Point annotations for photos
========================================
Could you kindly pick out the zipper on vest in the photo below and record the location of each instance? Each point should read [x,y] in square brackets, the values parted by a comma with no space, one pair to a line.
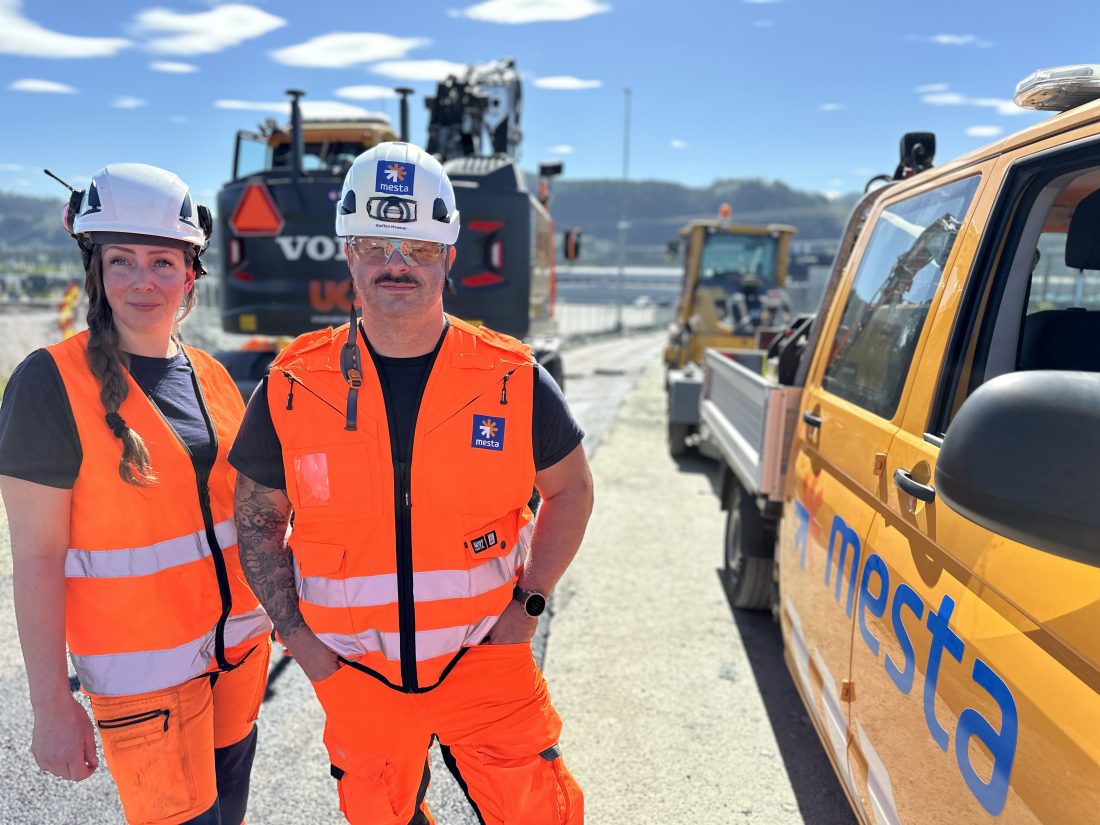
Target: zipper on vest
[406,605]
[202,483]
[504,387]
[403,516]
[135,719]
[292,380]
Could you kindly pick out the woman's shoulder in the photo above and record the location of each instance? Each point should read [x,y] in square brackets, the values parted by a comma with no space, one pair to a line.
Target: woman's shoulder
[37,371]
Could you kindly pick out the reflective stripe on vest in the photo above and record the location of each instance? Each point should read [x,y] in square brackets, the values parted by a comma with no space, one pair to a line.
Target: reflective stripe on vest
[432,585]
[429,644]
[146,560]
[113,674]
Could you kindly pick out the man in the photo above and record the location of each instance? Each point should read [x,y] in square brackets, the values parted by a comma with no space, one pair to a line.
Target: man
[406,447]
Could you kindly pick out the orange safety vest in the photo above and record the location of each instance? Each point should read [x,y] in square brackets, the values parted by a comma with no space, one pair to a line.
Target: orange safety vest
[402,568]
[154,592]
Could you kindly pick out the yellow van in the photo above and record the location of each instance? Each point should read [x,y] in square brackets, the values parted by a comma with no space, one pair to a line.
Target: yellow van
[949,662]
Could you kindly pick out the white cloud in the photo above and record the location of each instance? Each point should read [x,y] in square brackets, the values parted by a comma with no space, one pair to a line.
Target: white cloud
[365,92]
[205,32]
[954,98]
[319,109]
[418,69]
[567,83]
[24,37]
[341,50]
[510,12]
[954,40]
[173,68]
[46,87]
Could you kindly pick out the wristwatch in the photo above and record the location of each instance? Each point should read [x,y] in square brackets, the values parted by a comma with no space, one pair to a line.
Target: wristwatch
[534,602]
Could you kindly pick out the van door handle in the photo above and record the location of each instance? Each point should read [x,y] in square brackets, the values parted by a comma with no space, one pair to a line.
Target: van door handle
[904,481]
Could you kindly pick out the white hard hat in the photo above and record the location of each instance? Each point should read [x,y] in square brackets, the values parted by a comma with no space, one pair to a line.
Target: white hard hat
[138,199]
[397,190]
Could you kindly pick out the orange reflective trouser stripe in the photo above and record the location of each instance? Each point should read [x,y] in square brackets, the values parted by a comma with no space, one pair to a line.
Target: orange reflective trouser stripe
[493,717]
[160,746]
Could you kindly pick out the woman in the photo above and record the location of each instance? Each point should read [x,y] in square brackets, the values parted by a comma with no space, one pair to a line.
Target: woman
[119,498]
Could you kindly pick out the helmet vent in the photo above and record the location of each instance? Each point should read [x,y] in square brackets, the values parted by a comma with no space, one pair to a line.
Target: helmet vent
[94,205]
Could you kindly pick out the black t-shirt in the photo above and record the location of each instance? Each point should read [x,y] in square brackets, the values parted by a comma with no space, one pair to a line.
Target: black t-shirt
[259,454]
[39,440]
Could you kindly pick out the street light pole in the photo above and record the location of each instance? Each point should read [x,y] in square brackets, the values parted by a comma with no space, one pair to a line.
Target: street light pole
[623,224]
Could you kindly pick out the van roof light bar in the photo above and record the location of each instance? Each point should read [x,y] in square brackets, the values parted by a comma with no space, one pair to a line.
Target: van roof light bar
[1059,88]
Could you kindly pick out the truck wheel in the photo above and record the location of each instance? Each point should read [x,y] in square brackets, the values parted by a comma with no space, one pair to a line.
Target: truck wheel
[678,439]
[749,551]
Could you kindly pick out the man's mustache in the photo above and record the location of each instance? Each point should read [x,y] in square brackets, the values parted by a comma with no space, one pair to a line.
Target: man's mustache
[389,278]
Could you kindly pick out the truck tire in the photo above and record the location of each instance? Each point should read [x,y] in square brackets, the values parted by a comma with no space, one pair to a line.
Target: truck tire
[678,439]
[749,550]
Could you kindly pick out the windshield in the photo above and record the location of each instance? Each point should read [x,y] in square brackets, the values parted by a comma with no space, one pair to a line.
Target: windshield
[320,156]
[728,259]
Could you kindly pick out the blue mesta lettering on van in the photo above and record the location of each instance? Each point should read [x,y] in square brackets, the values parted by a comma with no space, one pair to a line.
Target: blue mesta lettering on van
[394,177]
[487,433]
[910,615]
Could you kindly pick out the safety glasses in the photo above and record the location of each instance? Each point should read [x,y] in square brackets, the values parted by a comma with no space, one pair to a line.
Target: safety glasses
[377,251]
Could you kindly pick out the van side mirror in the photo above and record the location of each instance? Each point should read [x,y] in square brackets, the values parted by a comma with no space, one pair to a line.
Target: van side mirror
========================================
_Exercise instructions_: Render every row from the one containing "Could you kindly pick out the windshield" down through the final row, both included, as a numbered list, omitting any blank lines.

_Response_:
1. Could you kindly pick out the windshield in the photo above and record the location of each instance? Each point should read [x,y] in square brackets, the values parted by a comma with no space, one pair to a line.
2. Target: windshield
3. [320,156]
4. [728,259]
5. Could you kindly pick out the blue mesta lettering on van in the photo above and record the location of each instance? Each point should read [x,y] in square brackets, the values parted by a comma with no space, one pair to a line.
6. Target: blue mesta lettering on van
7. [394,177]
8. [487,433]
9. [910,615]
10. Could you kindly pick out the safety glasses in the photo above and record the location of each instance? Each point should read [x,y] in square brackets, the values parted by a comma with no space, one pair to a line.
11. Target: safety glasses
12. [377,251]
13. Could you kindly pick out the van side mirror in the photo above and record the location of each instance? Each point should read [x,y] in square brackets, the values parted by a comma with no space, one pair to a line.
14. Target: van side mirror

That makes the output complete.